## Perintah 1
Menurut bacaan tentang pandemi flu 1918, berapa prajurit di Camp Devens yang meninggal dunia?
## Perintah 2
Terjemahkan kalimat "Perkembangan obat-obatan dan sanitasi telah menunjukkan banyak kemajuan." dari bacaan tentang pandemi flu 1918 ke dalam bahasa Inggris.
## Perintah 3
Teruskan bacaan tentang pandemi flu 1918 setelah kalimat terakhirnya.

==== Bacaan ====

Trauma yang Tak Diceritakan Kembali

Seperti ditulis di History, entah apa alasannya, warga Amerika Serikat kala itu rupanya tak ingin membicarakan pengalaman mereka selama pandemi. Karena tidak ada yang membicarakan atau menuliskannya, publik AS di masa depan pun cenderung tidak memahaminya. Alfred W. Crosby lantas menamai episode ini sebagai "pandemi Amerika yang terlupakan."

Catatan kasus pertama influenza yang mematikan itu terjadi di kamp militer di Kansas, AS, pada bulan Maret 1918. Di akhir musim panas, dan awal musim gugur, gelombang kedua virus influenza yang lebih ganas pun muncul dan mengakibatkan kekacauan di Camp Devens di Massachusetts. Sepertiga dari 15.000 prajurit di kamp tersebut terinfeksi, dan 800 di antaranya meninggal dunia.

Para perawat St. Louis Red Cross Motor Corps saat menangani pandemi flu 1918 (Flickr/GPA Photo Archive)

Victor Vaugan adalah salah satu dokter yang menyaksikan wabah tersebut. Namun, di buku A Doctor's Memories yang ia publikasikan pada tahun 1926, ia tak sedikitpun menceritakan kejadian tersebut.

"Aku tidak akan masuk ke sejarah epidemi influenza," tulis dia. "Penyakit ini membayangi seluruh dunia, menjangkiti tempat-tempat terpencil, merobohkan orang-orang yang segar bugar, entah itu dari kalangan tentara atau warga sipil, dan mengibarkan bendera merah terhadap ilmu pengetahuan."

Sebelum tahun 1918, Vaughan dan banyak dokter lainnya sangat optimis atas kemampuan mereka menangkal penyakit apapun. Perkembangan obat-obatan dan sanitasi telah menunjukkan banyak kemajuan. Namun, pandemi mengubah semua kepercayaan diri tersebut.

"Kejadian itu sangat traumatis bagi [Vaughan], membuatnya mempertanyakan profesinya dan prospek yang dimiliki oleh ilmu kedokteran modern," kata Nancy Bristow yang menulis buku American Pandemic: The Lost Worlds of the 1918 Influenza Epidemic.

==== Data Latihan ====

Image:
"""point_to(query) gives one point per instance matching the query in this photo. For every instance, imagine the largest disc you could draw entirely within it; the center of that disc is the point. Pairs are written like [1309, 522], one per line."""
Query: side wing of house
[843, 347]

====
==== Data Latihan ====

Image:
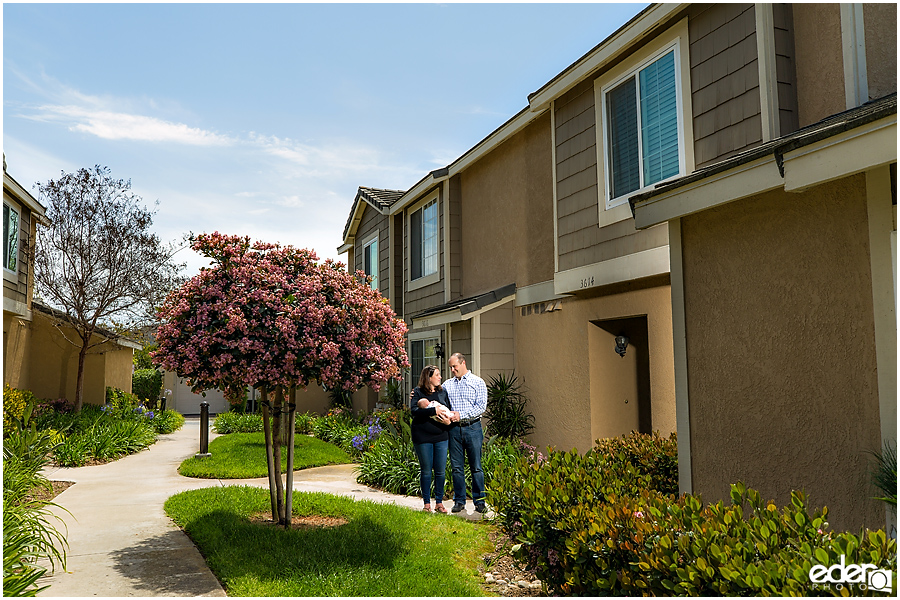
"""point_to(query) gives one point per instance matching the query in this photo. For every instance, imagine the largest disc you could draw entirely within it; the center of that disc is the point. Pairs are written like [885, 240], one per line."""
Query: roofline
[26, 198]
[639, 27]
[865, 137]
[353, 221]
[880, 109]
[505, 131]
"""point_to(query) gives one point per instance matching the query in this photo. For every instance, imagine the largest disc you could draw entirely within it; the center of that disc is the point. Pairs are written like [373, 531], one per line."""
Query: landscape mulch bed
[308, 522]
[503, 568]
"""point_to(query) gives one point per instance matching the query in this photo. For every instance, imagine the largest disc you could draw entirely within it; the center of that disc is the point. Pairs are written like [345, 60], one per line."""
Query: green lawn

====

## Jawaban Latihan 1
800 prajurit.

## Jawaban Latihan 2
Advances in medicine and sanitation had shown a great deal of progress.

## Jawaban Latihan 3
Peristiwa pandemi 1918 juga absen dari buku yang diterbitkan dokter lain. Misalnya, buku Rats, Lice, and History, yang ditulis Hans Zinsser, yang bekerja di Departemen Medis Militer selama pandemi, tidak membicarakan peristiwa tersebut.

"Kurasa, satu alasan kenapa kita tidak membicarakan flu tersebut selama 100 tahun adalah karena para dokter dulunya tidak membicarakannya," kata Carol R. Byerly, penulis sebuah buku tentang endemi influenza yang menggoyang militer AS selama Perang Dunia I. "Mereka akan bilang, 'kita jarang mendapati penyakit menular, kecuali flu;' dan 'kamp militer kami mampu bertahan, kecuali terhadap epidemi flu tersebut.'"

Sementara itu, publik Amerika pada umumnya tidak ingin membicarakan atau menulis tentang bagaimana rasanya melalui wabah flu tersebut. Artikel koran jarang menjelaskan cerita pribadi tentang mereka yang meninggal atau selamat dari epidemi flu, kata J. Alex Navarro, asisten direktur di Pusat Sejarah Kedokteran di Unviersitas Michigan.

Saking sedikitnya cerita mengenai keadaan publik di tengah pandemi, ia tak kesulitan untuk mengingat salah satu di antaranya. Di Chicago terdapat seseorang bernama Angelo Padula yang pergi tengah malam untuk mencari dokter bagi keluarganya yang tengah diserang sakit flu. Menemukan dan membayar dokter sangatlah sulit bagi keluarga miskin sepertinya. Ketika Padula tidak bisa menemukan siapapun yang bisa membantunya, ia lantas meloncat ke Sungai Chicago dan menenggelamkan diri.

Kehidupan di AS saat pandemi flu 1918 (Flickr/Max Magee)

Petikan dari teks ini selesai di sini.